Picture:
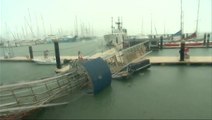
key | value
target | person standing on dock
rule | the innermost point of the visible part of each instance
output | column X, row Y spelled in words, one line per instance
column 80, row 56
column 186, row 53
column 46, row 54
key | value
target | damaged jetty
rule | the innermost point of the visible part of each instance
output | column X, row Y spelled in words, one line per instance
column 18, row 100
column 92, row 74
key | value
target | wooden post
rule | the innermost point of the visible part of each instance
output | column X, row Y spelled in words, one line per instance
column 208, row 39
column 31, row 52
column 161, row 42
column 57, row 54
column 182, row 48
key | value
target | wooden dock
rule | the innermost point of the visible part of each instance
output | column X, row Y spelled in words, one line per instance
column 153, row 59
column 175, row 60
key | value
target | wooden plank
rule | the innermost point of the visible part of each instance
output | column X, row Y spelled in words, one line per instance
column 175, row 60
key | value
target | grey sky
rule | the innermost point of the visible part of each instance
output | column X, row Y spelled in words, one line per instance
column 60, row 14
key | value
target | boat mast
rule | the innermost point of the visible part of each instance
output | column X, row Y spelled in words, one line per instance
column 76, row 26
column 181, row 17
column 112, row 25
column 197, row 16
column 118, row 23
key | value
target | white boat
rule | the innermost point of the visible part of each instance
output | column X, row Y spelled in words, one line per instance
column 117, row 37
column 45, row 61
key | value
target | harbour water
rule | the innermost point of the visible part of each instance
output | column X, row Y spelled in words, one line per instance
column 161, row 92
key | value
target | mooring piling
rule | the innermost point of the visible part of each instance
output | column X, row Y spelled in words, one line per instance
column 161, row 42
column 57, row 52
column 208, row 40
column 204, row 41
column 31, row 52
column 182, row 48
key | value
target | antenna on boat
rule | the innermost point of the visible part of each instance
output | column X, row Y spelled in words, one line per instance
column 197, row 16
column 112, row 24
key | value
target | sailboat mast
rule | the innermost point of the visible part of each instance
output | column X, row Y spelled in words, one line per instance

▶ _Task requirements_: Please put every line of the material above into a numbered list, skipping blank lines and leaving out the pictures.

▶ _Solution to this exercise_:
1. Picture:
2. key | value
3. target | person standing on dock
4. rule | the innermost point of the visible part of each instance
5. output | column X, row Y spelled in words, one line per instance
6. column 80, row 56
7. column 186, row 53
8. column 46, row 54
9. key | value
10. target | damaged jetty
11. rule | the innermost point of the visible part of each instance
12. output | column X, row Y spelled in words, one line per instance
13. column 18, row 100
14. column 92, row 74
15. key | value
16. target | wooden post
17. rule | the innermost point of the visible part of each instance
18. output | column X, row Y spelled in words, one line per instance
19. column 208, row 39
20. column 31, row 52
21. column 161, row 42
22. column 57, row 54
23. column 182, row 48
24. key | value
25. target | wooden dock
26. rule | the innermost point of the visible part of each instance
27. output | column X, row Y spelled in words, one line per instance
28. column 153, row 59
29. column 175, row 60
30. key | value
31. target | wooden plank
32. rule | the innermost point of the visible part of each instance
33. output | column X, row Y spelled in words, one line per instance
34. column 175, row 60
35. key | value
36. target | grey sky
37. rule | the innermost point of the visible part of each instance
38. output | column X, row Y spelled in words, one line per instance
39. column 60, row 14
40. key | value
41. target | boat mast
42. rule | the innermost point of the visible part of each instance
43. output | column X, row Y spelled in words, one line per instance
44. column 76, row 26
45. column 181, row 17
46. column 112, row 25
47. column 197, row 16
48. column 118, row 23
49. key | value
50. target | white boat
51. rule | the innermost point of the visible part of each instance
52. output | column X, row Y spelled in words, one line per instance
53. column 117, row 37
54. column 45, row 61
55. key | value
56. target | harbour water
57. rule | the innermost point of the visible part of each instance
58. output | column X, row Y spelled in words, one line per instance
59. column 161, row 92
60. key | value
61. target | mooring piling
62. rule | the innermost point of the visible part of each instance
63. output | column X, row Y spelled in words, one line per instance
64. column 161, row 42
65. column 57, row 52
66. column 208, row 40
67. column 204, row 41
68. column 31, row 52
69. column 182, row 48
70. key | value
71. target | antenna on boat
72. rule | the innermost point of the visible part of each instance
73. output | column X, row Y spelled in words, one line per instance
74. column 197, row 16
75. column 112, row 24
76. key | value
77. target | sailboat mast
78. rule | the innermost point of the visible part of each instance
79. output | column X, row Y spelled in words, one line per instance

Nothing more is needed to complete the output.